### [About this exercise]
Find the line in the material below that contains "Mark the shirt", then give it again, with all later lines, exactly as shown.

····················

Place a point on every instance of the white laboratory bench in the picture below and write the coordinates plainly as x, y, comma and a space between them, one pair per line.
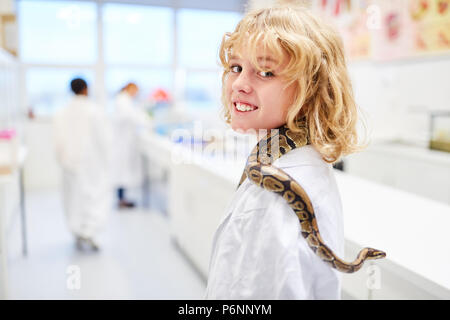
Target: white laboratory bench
11, 203
411, 229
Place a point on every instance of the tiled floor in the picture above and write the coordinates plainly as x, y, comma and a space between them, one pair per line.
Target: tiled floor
137, 259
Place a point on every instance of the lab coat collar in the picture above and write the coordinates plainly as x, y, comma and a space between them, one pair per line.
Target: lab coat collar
306, 155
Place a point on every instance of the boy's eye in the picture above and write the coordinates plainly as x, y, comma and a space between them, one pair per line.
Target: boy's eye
266, 74
236, 69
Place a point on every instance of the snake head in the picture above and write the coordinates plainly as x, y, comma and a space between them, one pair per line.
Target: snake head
373, 254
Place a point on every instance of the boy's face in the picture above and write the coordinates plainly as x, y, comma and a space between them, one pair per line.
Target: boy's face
258, 100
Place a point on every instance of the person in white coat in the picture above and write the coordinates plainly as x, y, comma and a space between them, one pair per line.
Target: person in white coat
129, 119
282, 64
83, 137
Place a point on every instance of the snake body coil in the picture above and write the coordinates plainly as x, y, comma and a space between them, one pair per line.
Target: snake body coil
260, 171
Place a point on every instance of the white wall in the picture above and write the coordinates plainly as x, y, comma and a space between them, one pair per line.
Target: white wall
41, 171
398, 95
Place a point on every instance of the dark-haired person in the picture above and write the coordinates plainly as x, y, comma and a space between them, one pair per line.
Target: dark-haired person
83, 136
129, 118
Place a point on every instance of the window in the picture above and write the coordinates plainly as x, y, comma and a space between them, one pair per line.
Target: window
147, 80
198, 48
57, 32
199, 35
137, 34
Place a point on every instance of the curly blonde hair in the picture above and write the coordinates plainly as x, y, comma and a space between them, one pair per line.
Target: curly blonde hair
316, 65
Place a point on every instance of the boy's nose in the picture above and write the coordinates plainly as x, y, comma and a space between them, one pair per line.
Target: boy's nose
242, 83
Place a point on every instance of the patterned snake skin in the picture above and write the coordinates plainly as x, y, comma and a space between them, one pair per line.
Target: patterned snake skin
260, 171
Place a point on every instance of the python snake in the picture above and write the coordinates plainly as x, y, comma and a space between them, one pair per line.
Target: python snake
260, 171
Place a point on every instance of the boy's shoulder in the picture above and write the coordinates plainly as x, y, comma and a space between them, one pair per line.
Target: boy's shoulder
304, 156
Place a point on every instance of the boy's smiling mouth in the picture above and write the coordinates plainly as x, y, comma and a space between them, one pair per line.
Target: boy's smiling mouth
242, 107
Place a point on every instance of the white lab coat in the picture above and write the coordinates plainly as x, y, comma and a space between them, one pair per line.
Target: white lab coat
258, 250
82, 136
128, 120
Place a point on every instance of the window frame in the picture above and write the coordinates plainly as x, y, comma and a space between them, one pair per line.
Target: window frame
99, 67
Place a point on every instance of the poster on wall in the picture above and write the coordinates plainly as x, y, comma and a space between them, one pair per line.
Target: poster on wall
386, 30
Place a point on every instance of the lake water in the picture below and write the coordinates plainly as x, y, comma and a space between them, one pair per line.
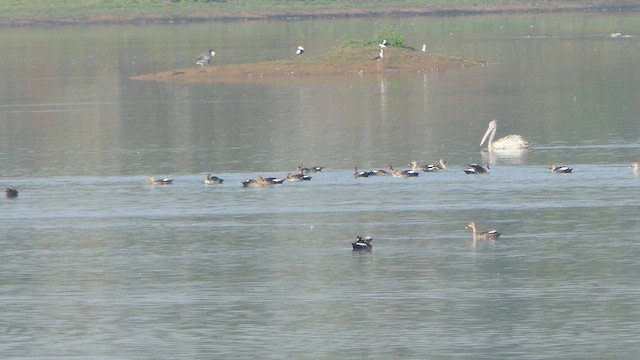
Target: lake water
96, 264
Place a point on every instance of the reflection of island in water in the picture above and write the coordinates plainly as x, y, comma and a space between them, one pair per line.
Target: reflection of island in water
342, 61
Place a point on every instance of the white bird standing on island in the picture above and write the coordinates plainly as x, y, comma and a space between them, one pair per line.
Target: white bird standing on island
509, 142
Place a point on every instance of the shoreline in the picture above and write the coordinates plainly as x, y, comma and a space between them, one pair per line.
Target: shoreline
455, 10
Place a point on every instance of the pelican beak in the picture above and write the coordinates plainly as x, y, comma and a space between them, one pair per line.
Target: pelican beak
492, 127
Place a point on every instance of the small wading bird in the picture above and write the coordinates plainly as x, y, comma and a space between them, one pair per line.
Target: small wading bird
205, 58
475, 169
212, 180
509, 142
260, 182
11, 192
482, 235
560, 169
164, 181
430, 167
362, 243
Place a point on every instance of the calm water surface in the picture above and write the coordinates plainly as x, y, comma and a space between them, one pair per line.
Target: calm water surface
96, 264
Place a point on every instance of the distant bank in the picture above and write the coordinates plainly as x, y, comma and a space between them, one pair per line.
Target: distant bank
45, 12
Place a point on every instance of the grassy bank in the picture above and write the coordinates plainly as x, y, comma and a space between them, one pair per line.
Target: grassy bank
15, 12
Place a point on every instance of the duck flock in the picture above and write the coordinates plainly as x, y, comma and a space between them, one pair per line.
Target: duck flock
363, 243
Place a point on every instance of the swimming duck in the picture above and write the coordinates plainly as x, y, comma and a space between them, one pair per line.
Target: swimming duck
11, 192
430, 167
362, 243
254, 183
482, 235
274, 180
153, 181
475, 169
415, 167
297, 177
381, 172
560, 169
441, 167
212, 180
509, 142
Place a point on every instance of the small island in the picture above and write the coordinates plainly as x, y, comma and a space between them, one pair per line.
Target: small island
353, 57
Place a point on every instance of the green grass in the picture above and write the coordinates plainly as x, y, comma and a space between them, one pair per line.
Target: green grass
126, 9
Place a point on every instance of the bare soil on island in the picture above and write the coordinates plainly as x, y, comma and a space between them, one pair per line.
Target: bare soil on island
343, 61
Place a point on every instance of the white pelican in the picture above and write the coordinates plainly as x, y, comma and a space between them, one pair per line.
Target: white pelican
508, 142
297, 177
560, 169
482, 235
205, 58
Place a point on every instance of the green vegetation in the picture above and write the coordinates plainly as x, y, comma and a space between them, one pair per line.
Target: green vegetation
123, 10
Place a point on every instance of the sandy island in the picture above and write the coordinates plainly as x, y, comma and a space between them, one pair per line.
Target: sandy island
343, 61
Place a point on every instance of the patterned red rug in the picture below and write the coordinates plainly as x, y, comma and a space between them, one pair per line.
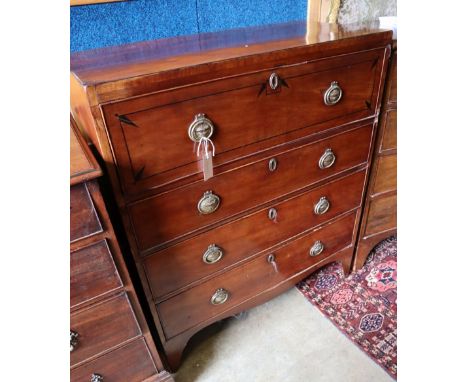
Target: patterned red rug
363, 305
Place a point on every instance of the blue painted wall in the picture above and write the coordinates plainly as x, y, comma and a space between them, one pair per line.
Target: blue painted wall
109, 24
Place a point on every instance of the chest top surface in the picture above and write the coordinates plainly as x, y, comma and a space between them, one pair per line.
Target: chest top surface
270, 45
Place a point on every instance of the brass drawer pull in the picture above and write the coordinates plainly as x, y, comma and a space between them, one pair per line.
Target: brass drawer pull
317, 248
201, 127
327, 159
208, 203
213, 254
333, 94
273, 81
219, 297
73, 340
272, 214
272, 164
321, 206
97, 378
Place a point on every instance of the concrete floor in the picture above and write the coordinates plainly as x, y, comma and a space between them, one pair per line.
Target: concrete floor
285, 340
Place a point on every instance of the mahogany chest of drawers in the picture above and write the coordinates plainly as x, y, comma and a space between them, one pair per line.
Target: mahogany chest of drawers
109, 337
291, 111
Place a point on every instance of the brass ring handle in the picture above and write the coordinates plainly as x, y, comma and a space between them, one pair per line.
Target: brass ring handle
201, 127
272, 164
273, 81
322, 206
272, 214
317, 248
219, 297
97, 378
333, 94
213, 254
73, 340
327, 159
208, 203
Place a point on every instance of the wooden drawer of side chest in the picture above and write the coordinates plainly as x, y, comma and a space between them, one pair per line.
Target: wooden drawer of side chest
183, 263
386, 174
103, 326
84, 221
149, 134
246, 281
130, 363
92, 273
389, 139
382, 215
243, 188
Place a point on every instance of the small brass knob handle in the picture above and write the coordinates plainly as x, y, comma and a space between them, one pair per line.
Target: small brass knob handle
321, 206
327, 159
272, 164
220, 296
273, 81
73, 340
213, 254
333, 94
272, 214
317, 248
201, 127
208, 203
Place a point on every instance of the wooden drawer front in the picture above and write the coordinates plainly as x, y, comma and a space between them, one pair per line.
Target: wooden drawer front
152, 146
386, 174
84, 221
382, 215
182, 264
246, 281
92, 273
130, 363
243, 188
389, 140
103, 326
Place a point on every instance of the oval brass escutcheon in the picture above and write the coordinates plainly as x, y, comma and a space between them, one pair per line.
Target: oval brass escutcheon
321, 206
213, 254
220, 296
73, 340
201, 127
333, 94
208, 203
327, 159
273, 81
272, 214
272, 164
317, 248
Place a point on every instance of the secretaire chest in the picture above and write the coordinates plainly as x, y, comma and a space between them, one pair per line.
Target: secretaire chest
288, 113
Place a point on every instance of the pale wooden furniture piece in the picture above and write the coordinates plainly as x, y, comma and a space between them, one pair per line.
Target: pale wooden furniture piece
109, 336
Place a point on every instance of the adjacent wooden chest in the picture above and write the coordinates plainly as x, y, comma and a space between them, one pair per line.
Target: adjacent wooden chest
109, 337
291, 112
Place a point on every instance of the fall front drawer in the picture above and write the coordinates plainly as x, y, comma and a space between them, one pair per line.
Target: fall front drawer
101, 327
246, 281
130, 363
92, 273
212, 251
153, 136
245, 187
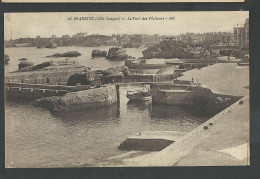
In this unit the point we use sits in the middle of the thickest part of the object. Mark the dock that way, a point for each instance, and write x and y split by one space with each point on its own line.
223 140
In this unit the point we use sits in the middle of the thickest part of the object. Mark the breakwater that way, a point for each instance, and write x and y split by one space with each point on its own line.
52 76
80 100
35 91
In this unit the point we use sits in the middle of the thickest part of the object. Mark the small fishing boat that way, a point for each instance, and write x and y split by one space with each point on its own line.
139 95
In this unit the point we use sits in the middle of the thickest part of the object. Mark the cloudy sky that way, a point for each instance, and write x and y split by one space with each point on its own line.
24 25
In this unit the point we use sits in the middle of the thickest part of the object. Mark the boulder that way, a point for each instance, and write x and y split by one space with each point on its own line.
80 100
84 78
116 53
24 64
66 54
98 53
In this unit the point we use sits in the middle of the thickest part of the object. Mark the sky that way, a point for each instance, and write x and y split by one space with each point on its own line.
24 25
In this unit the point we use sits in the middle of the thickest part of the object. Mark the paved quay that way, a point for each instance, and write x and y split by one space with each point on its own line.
225 142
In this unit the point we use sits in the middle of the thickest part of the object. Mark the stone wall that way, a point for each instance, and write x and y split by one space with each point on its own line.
87 99
44 76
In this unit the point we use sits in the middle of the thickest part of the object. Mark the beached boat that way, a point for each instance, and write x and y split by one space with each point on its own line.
139 95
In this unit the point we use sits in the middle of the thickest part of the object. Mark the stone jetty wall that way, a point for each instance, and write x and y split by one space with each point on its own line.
87 99
43 76
35 91
184 94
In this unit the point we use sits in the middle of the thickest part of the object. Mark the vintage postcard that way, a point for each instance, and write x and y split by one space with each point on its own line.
103 89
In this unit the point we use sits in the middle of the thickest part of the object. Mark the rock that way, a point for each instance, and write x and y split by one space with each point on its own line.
98 53
86 99
168 49
220 99
66 54
30 67
84 78
6 59
23 59
24 64
52 45
116 53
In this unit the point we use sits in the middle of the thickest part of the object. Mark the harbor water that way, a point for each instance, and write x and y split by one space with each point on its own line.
37 138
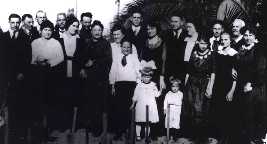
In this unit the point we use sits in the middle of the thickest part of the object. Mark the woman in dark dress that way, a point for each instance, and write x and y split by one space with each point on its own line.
199 84
223 102
97 61
70 92
155 50
250 86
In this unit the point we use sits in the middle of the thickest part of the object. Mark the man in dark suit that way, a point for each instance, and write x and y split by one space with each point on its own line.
17 57
137 32
40 17
174 39
85 32
60 26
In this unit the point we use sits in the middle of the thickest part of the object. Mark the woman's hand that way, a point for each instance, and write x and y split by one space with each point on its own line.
132 106
234 74
208 92
89 63
186 79
113 90
162 82
229 96
247 87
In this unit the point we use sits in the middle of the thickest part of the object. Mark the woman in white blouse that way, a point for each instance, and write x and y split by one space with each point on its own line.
47 61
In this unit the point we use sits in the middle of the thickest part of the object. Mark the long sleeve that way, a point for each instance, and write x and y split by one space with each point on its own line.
113 72
57 57
165 103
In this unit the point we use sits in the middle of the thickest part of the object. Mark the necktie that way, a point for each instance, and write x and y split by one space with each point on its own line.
13 36
215 45
124 61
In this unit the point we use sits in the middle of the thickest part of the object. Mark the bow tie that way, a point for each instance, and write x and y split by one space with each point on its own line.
124 61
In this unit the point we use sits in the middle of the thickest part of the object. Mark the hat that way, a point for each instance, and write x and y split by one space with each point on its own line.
146 71
175 81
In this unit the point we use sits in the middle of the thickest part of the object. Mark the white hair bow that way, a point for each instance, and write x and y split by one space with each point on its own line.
151 64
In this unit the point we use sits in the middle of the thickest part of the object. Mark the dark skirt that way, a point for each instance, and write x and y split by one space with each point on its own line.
196 107
120 114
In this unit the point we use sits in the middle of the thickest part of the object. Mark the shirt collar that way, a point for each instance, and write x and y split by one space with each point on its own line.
238 39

····················

### [Response area]
In this unit the point we use sits in the middle of the thickest part of the object. Mark the shirt collar that way, a point for each instance, and write x and y split by one space with each point on its own line.
238 39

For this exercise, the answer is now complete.